Given problem >> Print, verbatim, the lines of the material below, starting at the line containing "Can you identify where the broom handle" and ending at the line containing "[49,294,183,427]", with both of those lines included.
Start of Supplied records
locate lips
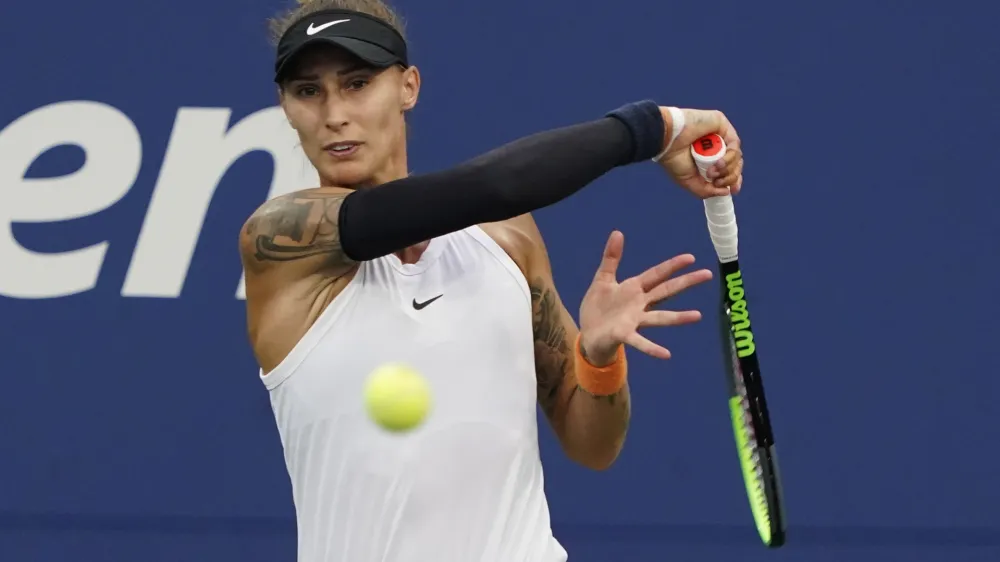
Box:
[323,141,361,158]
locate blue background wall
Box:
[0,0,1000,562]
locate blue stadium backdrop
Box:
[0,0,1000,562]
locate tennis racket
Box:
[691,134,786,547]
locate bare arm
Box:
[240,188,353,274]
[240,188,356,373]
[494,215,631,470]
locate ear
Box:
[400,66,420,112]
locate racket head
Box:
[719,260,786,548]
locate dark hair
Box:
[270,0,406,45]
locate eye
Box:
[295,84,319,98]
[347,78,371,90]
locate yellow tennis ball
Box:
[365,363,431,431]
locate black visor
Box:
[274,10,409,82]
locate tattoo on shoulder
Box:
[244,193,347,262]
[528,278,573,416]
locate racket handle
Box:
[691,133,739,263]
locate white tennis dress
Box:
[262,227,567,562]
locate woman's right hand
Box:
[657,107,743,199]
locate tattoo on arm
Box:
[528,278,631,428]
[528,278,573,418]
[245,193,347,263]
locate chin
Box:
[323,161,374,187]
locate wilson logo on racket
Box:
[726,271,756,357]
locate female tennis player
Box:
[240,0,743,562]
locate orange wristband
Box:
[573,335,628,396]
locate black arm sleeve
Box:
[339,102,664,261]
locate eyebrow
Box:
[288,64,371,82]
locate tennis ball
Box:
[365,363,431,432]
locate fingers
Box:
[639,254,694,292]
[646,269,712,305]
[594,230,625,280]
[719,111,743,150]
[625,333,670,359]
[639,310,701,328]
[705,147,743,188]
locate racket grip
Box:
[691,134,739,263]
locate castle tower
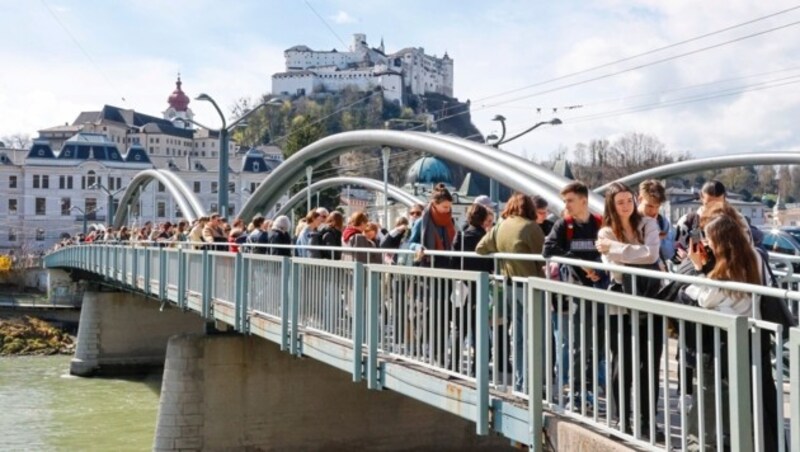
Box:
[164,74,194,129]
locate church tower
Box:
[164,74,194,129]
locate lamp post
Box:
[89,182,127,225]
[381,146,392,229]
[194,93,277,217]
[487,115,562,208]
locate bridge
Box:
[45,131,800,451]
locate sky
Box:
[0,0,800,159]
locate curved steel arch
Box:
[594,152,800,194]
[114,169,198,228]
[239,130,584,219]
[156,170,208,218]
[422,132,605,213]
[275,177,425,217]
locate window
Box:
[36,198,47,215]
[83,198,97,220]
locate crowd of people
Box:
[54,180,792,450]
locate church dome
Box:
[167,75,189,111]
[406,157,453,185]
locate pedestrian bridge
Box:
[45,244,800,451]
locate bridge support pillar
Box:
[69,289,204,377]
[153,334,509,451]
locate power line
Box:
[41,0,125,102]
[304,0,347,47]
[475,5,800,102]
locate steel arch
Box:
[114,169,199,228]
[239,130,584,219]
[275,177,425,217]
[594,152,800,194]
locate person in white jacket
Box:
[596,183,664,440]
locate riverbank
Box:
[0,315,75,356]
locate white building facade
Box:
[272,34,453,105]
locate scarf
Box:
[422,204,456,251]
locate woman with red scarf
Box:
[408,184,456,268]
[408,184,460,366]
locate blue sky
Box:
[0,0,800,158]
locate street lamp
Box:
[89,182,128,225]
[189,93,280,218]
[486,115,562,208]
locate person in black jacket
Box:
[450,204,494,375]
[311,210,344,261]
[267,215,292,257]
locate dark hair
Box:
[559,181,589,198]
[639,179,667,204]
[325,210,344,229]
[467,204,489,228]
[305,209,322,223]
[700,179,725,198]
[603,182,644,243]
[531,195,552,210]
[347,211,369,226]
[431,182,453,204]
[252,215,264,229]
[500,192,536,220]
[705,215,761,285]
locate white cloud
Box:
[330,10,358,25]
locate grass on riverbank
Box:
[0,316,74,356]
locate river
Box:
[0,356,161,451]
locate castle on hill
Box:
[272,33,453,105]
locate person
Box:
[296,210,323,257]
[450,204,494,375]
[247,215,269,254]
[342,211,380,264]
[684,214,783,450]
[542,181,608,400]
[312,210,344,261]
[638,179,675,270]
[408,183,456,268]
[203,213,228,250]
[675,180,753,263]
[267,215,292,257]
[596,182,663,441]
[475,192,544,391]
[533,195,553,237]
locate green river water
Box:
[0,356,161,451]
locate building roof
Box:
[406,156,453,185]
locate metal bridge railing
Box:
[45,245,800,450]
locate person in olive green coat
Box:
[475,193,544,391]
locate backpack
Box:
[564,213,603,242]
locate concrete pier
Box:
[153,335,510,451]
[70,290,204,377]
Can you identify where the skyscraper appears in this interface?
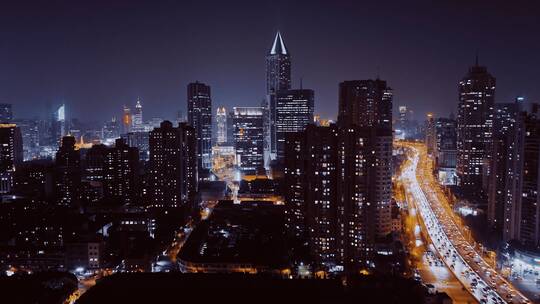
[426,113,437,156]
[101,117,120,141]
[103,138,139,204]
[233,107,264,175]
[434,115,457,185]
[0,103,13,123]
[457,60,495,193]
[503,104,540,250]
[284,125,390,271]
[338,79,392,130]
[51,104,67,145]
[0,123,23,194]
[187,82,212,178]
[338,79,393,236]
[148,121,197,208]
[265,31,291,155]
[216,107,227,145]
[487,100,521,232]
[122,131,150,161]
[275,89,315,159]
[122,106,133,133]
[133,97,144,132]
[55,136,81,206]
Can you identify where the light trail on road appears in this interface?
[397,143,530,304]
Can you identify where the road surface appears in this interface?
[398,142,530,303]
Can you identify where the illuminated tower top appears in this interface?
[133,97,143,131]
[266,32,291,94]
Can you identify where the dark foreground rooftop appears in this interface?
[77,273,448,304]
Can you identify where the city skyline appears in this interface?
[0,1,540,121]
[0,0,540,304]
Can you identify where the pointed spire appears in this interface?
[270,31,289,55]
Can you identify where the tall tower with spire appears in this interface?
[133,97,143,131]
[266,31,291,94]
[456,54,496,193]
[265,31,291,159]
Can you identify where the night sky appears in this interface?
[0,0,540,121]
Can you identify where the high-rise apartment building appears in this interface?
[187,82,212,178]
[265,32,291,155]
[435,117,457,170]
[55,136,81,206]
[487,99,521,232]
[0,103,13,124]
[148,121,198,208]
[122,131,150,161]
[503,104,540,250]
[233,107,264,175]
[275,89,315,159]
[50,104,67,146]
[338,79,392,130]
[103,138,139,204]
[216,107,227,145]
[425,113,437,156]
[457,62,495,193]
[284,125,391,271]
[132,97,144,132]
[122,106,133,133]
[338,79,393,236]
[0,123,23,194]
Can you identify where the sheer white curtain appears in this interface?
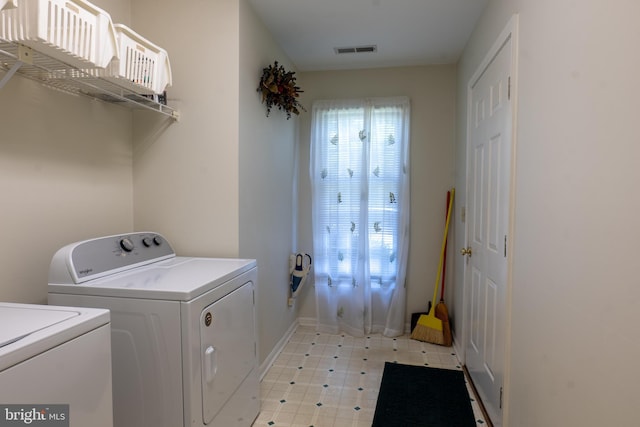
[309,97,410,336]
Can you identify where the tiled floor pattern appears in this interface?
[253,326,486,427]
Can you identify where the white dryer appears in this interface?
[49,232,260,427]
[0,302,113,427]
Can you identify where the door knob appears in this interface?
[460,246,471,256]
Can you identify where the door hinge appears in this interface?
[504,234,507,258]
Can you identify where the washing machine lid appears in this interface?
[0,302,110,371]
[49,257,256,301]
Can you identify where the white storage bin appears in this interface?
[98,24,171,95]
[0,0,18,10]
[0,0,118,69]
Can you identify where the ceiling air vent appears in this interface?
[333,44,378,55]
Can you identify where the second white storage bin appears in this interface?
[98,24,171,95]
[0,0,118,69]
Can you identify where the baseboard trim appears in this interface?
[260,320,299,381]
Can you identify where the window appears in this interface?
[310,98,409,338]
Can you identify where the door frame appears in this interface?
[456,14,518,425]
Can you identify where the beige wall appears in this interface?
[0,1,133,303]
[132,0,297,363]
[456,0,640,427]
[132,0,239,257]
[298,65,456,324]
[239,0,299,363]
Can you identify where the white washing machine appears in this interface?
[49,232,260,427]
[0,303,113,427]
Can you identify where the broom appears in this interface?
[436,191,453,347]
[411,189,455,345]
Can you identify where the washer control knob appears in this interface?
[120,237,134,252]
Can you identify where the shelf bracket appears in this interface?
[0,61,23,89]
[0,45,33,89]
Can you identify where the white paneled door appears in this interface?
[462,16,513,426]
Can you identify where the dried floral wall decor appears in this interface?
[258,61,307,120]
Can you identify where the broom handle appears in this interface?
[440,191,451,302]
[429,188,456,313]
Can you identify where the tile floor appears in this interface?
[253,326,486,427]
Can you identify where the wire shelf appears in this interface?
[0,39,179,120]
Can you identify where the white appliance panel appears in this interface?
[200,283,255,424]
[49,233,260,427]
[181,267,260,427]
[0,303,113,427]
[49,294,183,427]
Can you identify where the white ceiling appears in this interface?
End of Supplied records
Full output >>
Can you identify where the broom handle appears in this interface?
[440,191,451,302]
[429,188,456,313]
Can you identify where the tile floor appears in this interface?
[253,326,486,427]
Can you identify where the wire shelf appears in this interface?
[0,39,179,120]
Can you identify where the white appliance panel appears in this interface?
[200,283,255,424]
[49,233,260,427]
[181,267,260,427]
[0,303,113,427]
[49,294,183,427]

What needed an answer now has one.